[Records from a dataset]

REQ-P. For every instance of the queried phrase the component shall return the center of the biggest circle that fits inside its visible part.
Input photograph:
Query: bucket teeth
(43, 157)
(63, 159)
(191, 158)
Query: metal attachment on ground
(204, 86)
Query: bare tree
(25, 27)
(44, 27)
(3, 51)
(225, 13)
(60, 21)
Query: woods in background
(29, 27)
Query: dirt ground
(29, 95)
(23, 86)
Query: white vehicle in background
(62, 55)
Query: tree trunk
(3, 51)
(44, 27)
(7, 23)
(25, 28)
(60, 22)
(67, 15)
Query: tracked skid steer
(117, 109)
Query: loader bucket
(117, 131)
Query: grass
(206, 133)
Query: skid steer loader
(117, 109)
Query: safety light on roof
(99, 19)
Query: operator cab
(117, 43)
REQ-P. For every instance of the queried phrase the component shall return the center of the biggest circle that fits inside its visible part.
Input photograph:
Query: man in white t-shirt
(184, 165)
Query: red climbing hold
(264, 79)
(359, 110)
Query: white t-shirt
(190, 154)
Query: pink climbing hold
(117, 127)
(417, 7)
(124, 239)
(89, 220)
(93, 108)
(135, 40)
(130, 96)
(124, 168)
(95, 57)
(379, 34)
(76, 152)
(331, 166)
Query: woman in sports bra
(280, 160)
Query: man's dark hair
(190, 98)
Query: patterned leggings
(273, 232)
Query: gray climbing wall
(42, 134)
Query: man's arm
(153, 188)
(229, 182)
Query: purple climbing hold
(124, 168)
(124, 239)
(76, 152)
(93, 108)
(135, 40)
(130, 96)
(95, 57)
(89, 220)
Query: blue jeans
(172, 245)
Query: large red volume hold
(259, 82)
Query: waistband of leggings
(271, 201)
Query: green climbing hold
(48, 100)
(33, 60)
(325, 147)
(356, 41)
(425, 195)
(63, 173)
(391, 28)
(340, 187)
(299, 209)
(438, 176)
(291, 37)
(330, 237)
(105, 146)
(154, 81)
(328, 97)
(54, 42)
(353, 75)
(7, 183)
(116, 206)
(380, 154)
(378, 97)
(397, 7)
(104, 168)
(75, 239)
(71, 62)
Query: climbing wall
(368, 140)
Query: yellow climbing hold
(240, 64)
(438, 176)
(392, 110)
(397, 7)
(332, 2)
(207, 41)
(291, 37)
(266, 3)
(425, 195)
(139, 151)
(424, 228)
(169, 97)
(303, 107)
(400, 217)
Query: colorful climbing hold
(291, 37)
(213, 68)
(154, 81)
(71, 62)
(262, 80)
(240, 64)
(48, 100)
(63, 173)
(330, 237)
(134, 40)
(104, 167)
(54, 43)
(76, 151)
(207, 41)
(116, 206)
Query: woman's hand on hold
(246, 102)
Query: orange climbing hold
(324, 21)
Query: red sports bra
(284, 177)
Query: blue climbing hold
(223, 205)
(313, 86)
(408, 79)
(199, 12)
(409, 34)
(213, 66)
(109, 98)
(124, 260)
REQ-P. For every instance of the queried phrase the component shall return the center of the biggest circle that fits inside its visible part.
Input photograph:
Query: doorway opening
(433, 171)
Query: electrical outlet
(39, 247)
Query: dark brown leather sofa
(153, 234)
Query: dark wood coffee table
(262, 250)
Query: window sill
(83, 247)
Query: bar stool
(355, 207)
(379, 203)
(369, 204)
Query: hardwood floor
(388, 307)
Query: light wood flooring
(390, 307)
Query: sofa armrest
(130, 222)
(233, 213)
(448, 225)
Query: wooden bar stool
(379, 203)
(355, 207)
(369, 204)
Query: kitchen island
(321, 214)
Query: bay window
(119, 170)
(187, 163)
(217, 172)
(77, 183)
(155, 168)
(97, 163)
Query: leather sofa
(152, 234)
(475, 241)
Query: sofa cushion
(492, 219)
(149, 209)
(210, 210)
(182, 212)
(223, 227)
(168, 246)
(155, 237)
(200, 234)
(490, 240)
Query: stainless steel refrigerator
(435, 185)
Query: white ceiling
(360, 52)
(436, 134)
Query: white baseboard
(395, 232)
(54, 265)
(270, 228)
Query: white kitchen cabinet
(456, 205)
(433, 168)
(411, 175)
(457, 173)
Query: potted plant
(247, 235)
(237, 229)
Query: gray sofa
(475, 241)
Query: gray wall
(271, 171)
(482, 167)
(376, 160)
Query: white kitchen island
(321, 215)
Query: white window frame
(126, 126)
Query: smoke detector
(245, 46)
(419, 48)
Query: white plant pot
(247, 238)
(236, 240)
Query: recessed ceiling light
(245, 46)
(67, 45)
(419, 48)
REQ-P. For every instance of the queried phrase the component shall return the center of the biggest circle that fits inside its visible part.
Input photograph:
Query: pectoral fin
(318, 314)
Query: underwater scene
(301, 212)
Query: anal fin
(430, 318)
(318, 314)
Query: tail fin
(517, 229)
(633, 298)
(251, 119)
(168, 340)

[ACTIVITY]
Each entry above is to be copied out exactly as written.

[WRITTEN RESPONSE]
REQ-P. For every instance of the queried phrase the component shall return the center of the biggest circle that fits inside its visible part.
Input photograph:
Query: bucket teeth
(43, 157)
(63, 159)
(191, 158)
Query: metal attachment on ground
(204, 86)
Query: bare tree
(25, 27)
(44, 27)
(3, 51)
(225, 13)
(60, 21)
Query: woods in background
(29, 27)
Query: dirt ground
(29, 95)
(23, 86)
Query: white vehicle in background
(62, 55)
Query: tree trunk
(3, 51)
(44, 27)
(7, 23)
(25, 28)
(60, 22)
(67, 15)
Query: tracked skid steer
(117, 109)
Query: loader bucket
(117, 131)
Query: grass
(206, 133)
Query: skid steer loader
(117, 109)
Query: safety light on roof
(99, 19)
Query: operator cab
(117, 43)
REQ-P. For every instance of the queried phrase the component shall return the center of the biggest circle that fits inside its visible part.
Input photograph:
Query: man in white t-shirt
(184, 165)
Query: red climbing hold
(264, 79)
(359, 110)
Query: white t-shirt
(190, 154)
Query: pink climbing hold
(117, 127)
(417, 7)
(124, 239)
(89, 220)
(93, 108)
(135, 40)
(130, 96)
(124, 168)
(95, 57)
(379, 34)
(76, 152)
(331, 166)
Query: woman in sports bra
(280, 160)
Query: man's dark hair
(190, 98)
Query: patterned leggings
(273, 232)
Query: gray climbing wall
(42, 134)
Query: man's arm
(153, 188)
(229, 182)
Query: purple climbing hold
(124, 168)
(124, 239)
(76, 152)
(93, 108)
(135, 40)
(130, 96)
(95, 57)
(89, 220)
Query: blue jeans
(172, 245)
Query: large red volume hold
(259, 82)
Query: waistband of leggings
(271, 201)
Query: green climbing hold
(48, 100)
(33, 60)
(325, 147)
(356, 41)
(425, 195)
(63, 173)
(391, 28)
(340, 187)
(299, 209)
(438, 176)
(291, 37)
(330, 237)
(105, 146)
(154, 81)
(328, 97)
(54, 42)
(353, 75)
(7, 183)
(116, 206)
(380, 154)
(378, 97)
(397, 7)
(104, 168)
(75, 239)
(71, 62)
Query: climbing wall
(368, 140)
Query: yellow climbing hold
(240, 64)
(438, 176)
(392, 110)
(397, 7)
(332, 2)
(207, 41)
(291, 37)
(266, 3)
(425, 195)
(139, 151)
(424, 228)
(169, 97)
(303, 107)
(400, 217)
Query: colorful climbing hold
(291, 37)
(213, 68)
(154, 81)
(71, 62)
(262, 80)
(240, 64)
(48, 100)
(63, 173)
(330, 237)
(134, 40)
(104, 167)
(54, 43)
(76, 151)
(207, 41)
(116, 206)
Query: woman's hand on hold
(246, 102)
Query: orange climbing hold
(324, 21)
Query: red sports bra
(284, 177)
Query: blue climbing hold
(223, 205)
(313, 86)
(408, 79)
(199, 12)
(409, 34)
(213, 66)
(109, 98)
(124, 260)
REQ-P. For every instance of the queried phrase the component shall return the center of the biggest circle that fits inside its visible part.
Input photograph:
Query: doorway opening
(433, 171)
Query: electrical outlet
(39, 247)
Query: dark brown leather sofa
(153, 234)
Query: dark wood coffee table
(262, 250)
Query: window sill
(83, 247)
Query: bar stool
(355, 207)
(379, 203)
(369, 204)
Query: hardwood floor
(388, 307)
Query: light wood flooring
(390, 307)
Query: sofa armrest
(130, 222)
(233, 213)
(448, 225)
Query: wooden bar stool
(379, 203)
(355, 207)
(369, 204)
Query: kitchen island
(321, 214)
Query: bay window
(119, 170)
(187, 163)
(217, 172)
(77, 183)
(155, 168)
(97, 163)
Query: leather sofa
(152, 234)
(475, 241)
Query: sofa cushion
(492, 219)
(149, 209)
(210, 210)
(182, 212)
(223, 227)
(168, 246)
(155, 237)
(200, 234)
(490, 240)
Query: stainless steel refrigerator
(435, 185)
Query: white ceiling
(360, 52)
(436, 134)
Query: white baseboard
(395, 232)
(54, 265)
(270, 228)
Query: white kitchen cabinet
(456, 205)
(433, 168)
(411, 175)
(457, 173)
Query: potted plant
(247, 235)
(237, 229)
Query: gray sofa
(475, 241)
Query: gray wall
(271, 171)
(482, 167)
(376, 160)
Query: white kitchen island
(321, 215)
Query: white window frame
(126, 126)
Query: smoke detector
(245, 46)
(419, 48)
Query: white plant pot
(247, 238)
(236, 240)
Query: recessed ceiling light
(245, 46)
(67, 45)
(419, 48)
REQ-P. For every instance of the queried phrase the component shall return the center of the biggest circle that fits inside its visible part.
Input photograph:
Query: pectoral fin
(318, 314)
Query: underwater scene
(301, 212)
Query: anal fin
(430, 318)
(318, 314)
Query: tail fin
(517, 229)
(633, 298)
(251, 119)
(168, 340)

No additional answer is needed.